• **Text section**:
════════
The RSA_padding_xxx_xxx functions are called from the RSA encrypt, decrypt, sign and verify functions. Normally they should not be called from application programs.

However, they can also be called directly to implement padding for other asymmetric ciphers. The RSA_padding_add_PKCS1_OAEP and RSA_padding_check_PKCS1_OAEP function can be used in an application combined with RSA_NO_PADDING in order to implement OAEP with an encoding parameter.

The RSA_padding_add_xxx functions encode fl bytes from f so as to fit into tlen bytes and stores the result at to. An error occurs if fl does not meet the size requirements of the encoding method.

The following encoding methods are implemented:

• PKCS1_type_1

PKCS #1 v2.0 EMSA-PKCS1-v1_5 (PKCS #1 v1.5 block type 1); used for signatures

• PKCS1_type_2

PKCS #1 v2.0 EME-PKCS1-v1_5 (PKCS #1 v1.5 block type 2)
════════
[Coordinate labeling data]
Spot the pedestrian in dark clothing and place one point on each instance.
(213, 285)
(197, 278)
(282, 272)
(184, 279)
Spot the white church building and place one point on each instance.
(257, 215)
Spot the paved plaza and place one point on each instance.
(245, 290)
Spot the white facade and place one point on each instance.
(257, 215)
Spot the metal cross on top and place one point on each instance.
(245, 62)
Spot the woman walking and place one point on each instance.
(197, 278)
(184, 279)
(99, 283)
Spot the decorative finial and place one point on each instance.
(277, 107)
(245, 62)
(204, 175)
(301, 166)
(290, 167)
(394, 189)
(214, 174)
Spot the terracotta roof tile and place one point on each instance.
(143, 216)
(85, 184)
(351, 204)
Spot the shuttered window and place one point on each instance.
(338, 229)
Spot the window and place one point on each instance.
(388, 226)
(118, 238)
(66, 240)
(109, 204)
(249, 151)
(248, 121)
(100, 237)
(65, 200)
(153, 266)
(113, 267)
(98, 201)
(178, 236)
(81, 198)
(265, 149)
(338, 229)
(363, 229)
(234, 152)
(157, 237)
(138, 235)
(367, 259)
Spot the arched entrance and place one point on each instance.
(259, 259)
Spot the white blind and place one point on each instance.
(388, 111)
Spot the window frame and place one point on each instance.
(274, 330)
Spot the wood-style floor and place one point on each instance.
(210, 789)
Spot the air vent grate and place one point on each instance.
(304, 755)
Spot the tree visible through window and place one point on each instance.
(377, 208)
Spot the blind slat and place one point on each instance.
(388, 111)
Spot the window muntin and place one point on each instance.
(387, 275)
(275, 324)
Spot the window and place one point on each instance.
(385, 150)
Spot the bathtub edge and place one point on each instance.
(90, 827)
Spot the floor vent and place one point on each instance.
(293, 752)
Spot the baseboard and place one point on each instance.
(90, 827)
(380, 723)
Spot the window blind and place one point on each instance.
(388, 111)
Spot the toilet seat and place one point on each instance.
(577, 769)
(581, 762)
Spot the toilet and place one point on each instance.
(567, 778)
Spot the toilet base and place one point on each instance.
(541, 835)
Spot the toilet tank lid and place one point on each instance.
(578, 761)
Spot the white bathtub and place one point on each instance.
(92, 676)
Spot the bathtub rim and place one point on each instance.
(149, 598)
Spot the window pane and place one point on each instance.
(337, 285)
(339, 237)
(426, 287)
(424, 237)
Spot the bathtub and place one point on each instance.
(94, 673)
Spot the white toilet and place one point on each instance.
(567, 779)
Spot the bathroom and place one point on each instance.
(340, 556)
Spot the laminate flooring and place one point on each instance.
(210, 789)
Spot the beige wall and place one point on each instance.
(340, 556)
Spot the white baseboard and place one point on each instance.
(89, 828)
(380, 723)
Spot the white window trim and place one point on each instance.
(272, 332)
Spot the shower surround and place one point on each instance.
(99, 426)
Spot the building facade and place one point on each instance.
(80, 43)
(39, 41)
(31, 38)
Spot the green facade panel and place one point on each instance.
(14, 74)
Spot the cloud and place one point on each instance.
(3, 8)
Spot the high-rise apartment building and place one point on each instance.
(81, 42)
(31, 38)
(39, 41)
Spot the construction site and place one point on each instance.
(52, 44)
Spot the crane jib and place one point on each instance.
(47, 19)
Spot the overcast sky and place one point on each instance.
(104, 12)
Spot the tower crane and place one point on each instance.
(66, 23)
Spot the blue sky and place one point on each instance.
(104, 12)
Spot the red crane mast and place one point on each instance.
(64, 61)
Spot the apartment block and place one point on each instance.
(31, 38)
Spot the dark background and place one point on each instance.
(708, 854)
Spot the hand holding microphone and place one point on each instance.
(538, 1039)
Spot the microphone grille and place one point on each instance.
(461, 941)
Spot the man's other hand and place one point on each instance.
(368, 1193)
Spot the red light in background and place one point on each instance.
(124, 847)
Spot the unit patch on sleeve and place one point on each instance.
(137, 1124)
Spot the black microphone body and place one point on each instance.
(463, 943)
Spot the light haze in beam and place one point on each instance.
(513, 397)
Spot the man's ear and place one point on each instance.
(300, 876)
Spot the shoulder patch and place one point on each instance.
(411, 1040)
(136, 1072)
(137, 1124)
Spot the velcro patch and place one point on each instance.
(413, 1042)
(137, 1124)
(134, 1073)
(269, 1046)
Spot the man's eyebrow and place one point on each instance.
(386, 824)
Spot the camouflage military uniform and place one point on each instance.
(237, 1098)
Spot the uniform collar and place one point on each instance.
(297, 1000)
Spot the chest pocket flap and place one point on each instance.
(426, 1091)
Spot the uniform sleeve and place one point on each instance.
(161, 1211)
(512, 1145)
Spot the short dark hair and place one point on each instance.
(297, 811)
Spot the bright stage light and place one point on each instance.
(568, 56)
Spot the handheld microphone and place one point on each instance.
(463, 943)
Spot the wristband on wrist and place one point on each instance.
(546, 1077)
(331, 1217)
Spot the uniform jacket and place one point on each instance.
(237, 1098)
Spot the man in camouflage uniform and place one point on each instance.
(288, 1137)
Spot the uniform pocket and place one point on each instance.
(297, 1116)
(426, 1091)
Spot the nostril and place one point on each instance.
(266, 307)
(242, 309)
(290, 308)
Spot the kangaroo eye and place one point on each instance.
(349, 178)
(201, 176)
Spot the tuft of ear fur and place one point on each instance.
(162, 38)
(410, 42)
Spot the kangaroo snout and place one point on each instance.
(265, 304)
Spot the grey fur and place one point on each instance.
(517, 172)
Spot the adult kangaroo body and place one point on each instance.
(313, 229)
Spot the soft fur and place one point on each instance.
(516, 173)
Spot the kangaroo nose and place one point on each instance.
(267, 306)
════════
• **Tasks to perform**:
[A] In the RSA padding text, quote the passage from "The following encoding" to "block type 2)".
[B] According to the RSA padding text, which two functions can be combined with RSA_NO_PADDING in an application to implement OAEP with an encoding parameter?
[C] Name every RSA function type that, according to the RSA padding text, calls the RSA_padding_xxx_xxx functions.

• **Answers by task**:
[A]
The following encoding methods are implemented:

• PKCS1_type_1

PKCS #1 v2.0 EMSA-PKCS1-v1_5 (PKCS #1 v1.5 block type 1); used for signatures

• PKCS1_type_2

PKCS #1 v2.0 EME-PKCS1-v1_5 (PKCS #1 v1.5 block type 2)

[B] RSA_padding_add_PKCS1_OAEP and RSA_padding_check_PKCS1_OAEP.

[C] Encrypt, decrypt, sign, and verify.